:: Task prompt ::
Reproduce, exactly and in full, only the lines below from the one containing "In the photo above, where can the short" through the one containing "In the photo above, where can the player's outstretched".

:: Task material ::
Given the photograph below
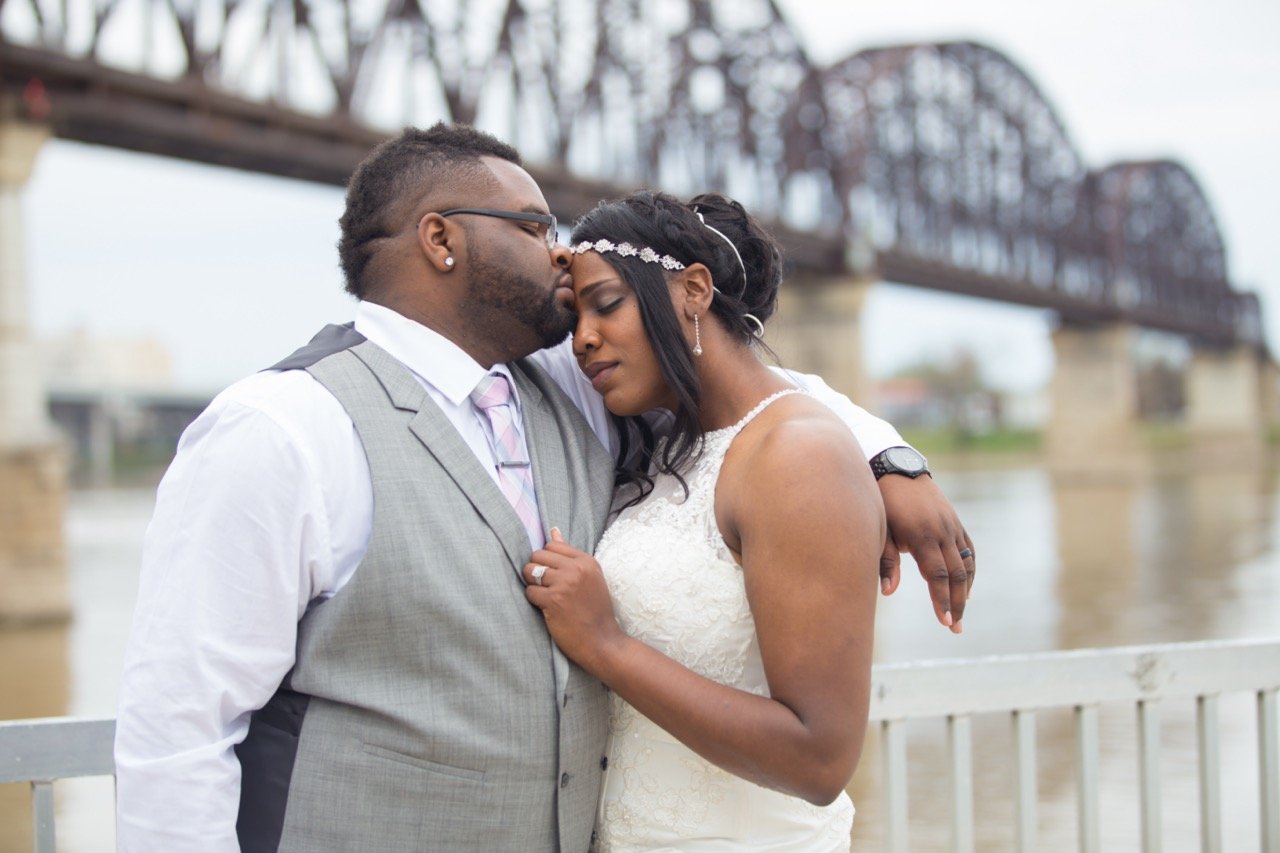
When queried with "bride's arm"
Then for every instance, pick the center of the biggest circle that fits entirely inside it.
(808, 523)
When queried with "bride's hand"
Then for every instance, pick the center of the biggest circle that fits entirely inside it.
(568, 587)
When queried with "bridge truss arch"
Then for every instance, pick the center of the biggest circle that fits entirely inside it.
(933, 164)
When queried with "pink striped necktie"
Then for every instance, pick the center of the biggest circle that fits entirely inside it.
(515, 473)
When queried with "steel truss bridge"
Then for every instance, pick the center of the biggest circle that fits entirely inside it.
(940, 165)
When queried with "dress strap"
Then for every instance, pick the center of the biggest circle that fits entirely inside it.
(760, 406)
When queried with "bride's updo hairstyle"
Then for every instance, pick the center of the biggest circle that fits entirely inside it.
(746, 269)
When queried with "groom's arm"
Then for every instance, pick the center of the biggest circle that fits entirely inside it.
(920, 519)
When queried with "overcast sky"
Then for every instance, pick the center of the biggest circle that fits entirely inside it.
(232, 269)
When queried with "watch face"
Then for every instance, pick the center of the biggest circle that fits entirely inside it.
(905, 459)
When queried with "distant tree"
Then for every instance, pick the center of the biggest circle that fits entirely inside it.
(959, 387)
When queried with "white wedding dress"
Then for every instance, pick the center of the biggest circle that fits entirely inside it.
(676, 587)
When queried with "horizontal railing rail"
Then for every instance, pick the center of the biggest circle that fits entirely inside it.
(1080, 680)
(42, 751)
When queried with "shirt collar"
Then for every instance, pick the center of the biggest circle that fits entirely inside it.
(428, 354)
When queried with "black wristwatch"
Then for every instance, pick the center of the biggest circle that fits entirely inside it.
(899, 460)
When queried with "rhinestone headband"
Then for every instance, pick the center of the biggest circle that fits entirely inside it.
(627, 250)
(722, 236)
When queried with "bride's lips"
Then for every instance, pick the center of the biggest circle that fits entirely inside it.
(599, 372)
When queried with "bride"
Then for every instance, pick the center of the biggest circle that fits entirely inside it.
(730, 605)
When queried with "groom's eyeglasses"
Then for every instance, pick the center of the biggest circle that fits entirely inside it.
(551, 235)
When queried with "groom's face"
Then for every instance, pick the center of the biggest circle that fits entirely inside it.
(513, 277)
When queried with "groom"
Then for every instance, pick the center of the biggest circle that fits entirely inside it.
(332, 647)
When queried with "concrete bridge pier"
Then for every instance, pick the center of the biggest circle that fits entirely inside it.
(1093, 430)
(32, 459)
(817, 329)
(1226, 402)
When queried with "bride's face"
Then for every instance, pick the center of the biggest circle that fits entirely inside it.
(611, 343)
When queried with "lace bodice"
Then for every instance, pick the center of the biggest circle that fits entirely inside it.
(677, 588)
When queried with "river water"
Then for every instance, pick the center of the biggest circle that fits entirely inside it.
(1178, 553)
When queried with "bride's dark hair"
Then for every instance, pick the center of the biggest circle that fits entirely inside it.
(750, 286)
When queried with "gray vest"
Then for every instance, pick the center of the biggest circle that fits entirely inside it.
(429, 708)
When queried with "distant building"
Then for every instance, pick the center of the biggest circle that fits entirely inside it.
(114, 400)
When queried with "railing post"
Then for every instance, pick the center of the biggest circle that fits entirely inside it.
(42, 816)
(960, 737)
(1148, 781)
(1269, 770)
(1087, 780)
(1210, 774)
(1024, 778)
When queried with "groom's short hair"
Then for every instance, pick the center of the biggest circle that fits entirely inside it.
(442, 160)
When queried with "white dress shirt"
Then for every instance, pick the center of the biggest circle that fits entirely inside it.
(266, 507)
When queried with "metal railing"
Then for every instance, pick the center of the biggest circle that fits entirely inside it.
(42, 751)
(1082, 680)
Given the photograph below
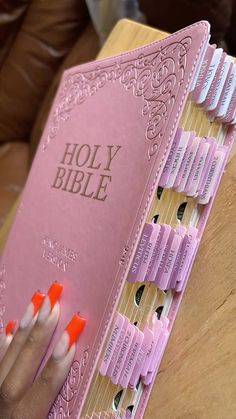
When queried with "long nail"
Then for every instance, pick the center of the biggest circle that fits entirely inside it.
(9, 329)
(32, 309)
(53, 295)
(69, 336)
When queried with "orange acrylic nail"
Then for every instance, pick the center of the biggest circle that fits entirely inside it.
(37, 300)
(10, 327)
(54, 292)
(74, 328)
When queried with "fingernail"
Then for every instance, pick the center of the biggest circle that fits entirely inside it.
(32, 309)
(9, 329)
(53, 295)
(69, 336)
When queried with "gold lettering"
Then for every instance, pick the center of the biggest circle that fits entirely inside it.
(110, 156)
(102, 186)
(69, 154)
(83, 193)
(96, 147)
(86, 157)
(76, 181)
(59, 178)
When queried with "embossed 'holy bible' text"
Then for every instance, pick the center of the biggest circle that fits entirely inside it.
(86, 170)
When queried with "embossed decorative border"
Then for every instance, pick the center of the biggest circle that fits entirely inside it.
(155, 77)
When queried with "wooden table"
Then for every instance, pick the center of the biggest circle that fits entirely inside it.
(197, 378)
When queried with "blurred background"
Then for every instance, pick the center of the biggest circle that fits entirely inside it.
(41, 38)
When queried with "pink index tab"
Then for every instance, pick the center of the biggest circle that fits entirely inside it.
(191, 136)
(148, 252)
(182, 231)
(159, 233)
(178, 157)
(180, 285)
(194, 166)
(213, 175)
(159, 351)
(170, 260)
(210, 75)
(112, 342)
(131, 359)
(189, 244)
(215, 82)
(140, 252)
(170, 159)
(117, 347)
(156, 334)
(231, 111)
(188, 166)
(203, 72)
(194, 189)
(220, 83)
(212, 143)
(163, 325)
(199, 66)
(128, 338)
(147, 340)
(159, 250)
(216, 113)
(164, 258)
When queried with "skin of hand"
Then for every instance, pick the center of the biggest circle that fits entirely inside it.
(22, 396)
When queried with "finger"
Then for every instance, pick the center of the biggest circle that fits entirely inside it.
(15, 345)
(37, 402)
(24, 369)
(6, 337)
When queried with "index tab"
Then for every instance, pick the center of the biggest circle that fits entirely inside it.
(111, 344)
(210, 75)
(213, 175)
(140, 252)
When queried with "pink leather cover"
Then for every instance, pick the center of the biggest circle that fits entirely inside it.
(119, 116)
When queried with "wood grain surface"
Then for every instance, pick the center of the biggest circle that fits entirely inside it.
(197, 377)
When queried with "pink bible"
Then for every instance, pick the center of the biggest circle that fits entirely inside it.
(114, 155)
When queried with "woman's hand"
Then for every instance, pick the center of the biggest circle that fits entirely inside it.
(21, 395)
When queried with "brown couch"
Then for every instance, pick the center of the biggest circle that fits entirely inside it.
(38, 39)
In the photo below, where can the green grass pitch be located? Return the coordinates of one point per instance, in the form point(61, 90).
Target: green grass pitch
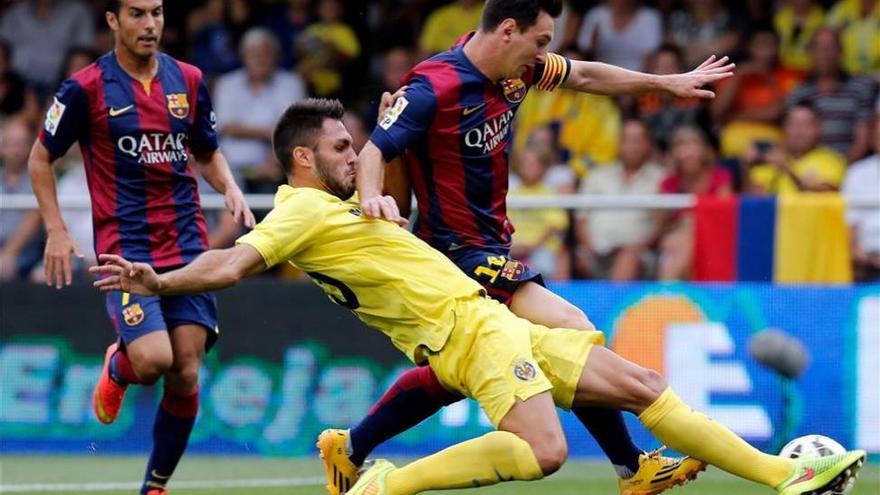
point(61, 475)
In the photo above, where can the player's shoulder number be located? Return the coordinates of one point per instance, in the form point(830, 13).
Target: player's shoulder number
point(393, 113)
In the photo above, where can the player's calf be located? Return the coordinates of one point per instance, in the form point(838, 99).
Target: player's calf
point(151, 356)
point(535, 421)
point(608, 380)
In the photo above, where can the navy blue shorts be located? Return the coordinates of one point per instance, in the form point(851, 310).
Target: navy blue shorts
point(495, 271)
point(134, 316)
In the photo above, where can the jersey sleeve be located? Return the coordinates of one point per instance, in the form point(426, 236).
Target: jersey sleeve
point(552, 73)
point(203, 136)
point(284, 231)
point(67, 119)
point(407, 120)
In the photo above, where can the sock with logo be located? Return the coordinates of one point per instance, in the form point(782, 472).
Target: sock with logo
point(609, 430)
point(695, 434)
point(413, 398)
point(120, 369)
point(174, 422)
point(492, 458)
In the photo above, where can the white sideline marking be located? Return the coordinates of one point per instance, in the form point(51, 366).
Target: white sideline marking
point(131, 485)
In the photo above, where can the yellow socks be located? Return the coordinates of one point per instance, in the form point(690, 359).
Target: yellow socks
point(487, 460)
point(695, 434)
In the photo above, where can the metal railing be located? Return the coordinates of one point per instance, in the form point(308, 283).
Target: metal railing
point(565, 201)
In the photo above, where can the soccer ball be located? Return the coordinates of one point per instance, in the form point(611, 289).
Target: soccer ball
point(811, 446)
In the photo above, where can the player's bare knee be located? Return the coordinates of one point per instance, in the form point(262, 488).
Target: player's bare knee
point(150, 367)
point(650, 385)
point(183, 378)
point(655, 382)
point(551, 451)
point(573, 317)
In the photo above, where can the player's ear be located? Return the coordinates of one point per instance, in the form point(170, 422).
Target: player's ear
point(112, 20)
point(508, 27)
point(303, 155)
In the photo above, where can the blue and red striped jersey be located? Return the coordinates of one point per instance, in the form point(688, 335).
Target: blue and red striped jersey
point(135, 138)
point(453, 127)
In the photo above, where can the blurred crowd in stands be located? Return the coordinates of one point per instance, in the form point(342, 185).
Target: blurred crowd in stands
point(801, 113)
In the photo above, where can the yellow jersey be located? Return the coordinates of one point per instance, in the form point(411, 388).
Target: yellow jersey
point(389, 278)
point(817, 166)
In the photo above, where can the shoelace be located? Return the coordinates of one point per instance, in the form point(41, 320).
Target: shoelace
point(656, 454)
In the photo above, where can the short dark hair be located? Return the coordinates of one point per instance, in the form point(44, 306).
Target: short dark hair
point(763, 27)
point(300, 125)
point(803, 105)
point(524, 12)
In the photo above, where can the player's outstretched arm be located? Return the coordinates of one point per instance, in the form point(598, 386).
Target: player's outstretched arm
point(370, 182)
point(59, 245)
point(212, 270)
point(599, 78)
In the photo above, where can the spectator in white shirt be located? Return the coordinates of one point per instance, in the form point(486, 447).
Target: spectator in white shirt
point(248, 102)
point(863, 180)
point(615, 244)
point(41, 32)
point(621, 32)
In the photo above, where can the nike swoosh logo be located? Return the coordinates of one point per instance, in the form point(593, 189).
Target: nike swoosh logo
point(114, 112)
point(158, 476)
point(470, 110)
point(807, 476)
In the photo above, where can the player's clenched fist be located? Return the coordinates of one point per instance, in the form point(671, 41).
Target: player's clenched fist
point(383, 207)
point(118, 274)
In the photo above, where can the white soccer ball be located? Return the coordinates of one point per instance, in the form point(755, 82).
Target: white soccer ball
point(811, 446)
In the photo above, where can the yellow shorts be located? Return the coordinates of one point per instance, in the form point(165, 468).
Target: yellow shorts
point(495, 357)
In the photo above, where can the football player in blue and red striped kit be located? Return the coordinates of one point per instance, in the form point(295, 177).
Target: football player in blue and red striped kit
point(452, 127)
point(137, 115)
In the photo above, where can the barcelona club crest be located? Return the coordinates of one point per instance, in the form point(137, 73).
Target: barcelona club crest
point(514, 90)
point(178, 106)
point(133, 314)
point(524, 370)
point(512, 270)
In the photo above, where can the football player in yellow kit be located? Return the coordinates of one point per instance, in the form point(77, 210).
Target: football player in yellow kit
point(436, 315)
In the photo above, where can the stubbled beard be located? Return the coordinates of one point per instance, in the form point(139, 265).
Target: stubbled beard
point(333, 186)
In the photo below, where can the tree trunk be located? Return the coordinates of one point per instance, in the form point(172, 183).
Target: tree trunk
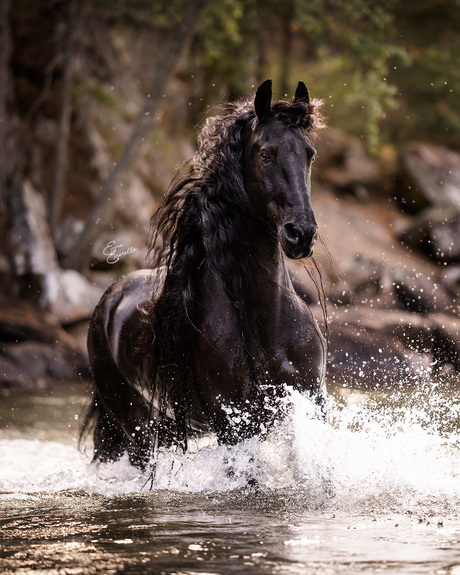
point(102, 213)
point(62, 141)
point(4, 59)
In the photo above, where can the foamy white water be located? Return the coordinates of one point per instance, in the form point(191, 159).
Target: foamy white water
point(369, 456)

:: Output below ::
In the photo above, where can the short dark hair be located? Return the coordinates of one point per instance, in the form point(44, 306).
Target: short dark hair
point(763, 27)
point(300, 125)
point(803, 105)
point(524, 12)
In the photo above, where can the player's outstretched arm be located? Return the coordinates of one point per instance, in the form point(598, 386).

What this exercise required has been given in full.